■ Required actions ■
a: Set down everything in the R script from "# Create file" down to "to the environment()".
b: According to the R script, how can gdal be installed on a Mac?

Nothing
# This R script was written by James Dorey, starting on the 2nd of May 2022. The script intends
# to clean occurrence data from several sources using a combination of custom functions and
# functions from the "bdc" package.
# For queries, please feel free to contact James Dorey at jbdorey@me.com
# WHAT TO ADD? You can list things here if you see the need.
#### 0.0 Script preparation ####
##### 0.1 Working directory ####
# Choose the path to the root folder in which all other folders can be found (or made by dirMaker)
RootPath <- "/Users/jamesdorey/Desktop/Uni/My_papers/Bee_SDM_paper"
# Read in this initial function
source(paste(RootPath, "/BDC_repo/NewFunctions/dirMaker.R", sep = ""))
library(magrittr)
# Create file paths and prepare for what's to come
dirMaker(
RootPath = RootPath,
# Input the location of the workflow script RELATIVE to the RootPath
RDoc = "BDC_repo/BeeCleaning_SciData.R") %>%
# Add paths created by this function to the environment()
list2env(envir = parent.env(environment()))
# Set the working directory
setwd(DataPath)
# Install reenv, IF NEEDED
#install.packages("renv")
renv::init()
##### 0.2 Install packages (if needed) #####
# Install only those packages that are not already present in your system
# Choose packages that need to be installed
# You may need to install gdal on your computer. This can be done on mac by using
# Homebrew in the terminal and the command "brew install gdal"

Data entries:
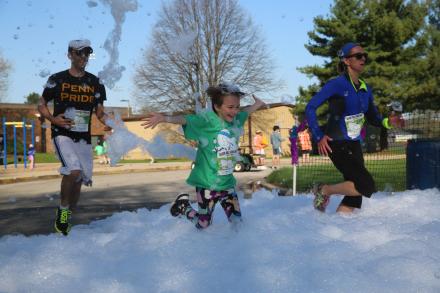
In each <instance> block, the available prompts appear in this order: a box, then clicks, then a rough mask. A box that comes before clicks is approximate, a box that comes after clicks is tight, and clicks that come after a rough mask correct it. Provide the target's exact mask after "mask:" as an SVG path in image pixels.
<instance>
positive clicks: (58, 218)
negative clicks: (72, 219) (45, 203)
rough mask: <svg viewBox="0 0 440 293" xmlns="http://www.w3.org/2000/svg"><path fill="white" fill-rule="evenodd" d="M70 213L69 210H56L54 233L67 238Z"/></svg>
mask: <svg viewBox="0 0 440 293" xmlns="http://www.w3.org/2000/svg"><path fill="white" fill-rule="evenodd" d="M71 215H72V211H71V210H69V209H61V208H58V209H57V218H56V220H55V231H57V232H58V233H61V234H63V235H64V236H67V235H68V234H69V232H70V228H72V225H71V224H70V223H69V220H70V217H71Z"/></svg>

■ Task responses ■
a:
# Create file paths and prepare for what's to come
dirMaker(
RootPath = RootPath,
# Input the location of the workflow script RELATIVE to the RootPath
RDoc = "BDC_repo/BeeCleaning_SciData.R") %>%
# Add paths created by this function to the environment()

b: By using Homebrew in the terminal with the command "brew install gdal".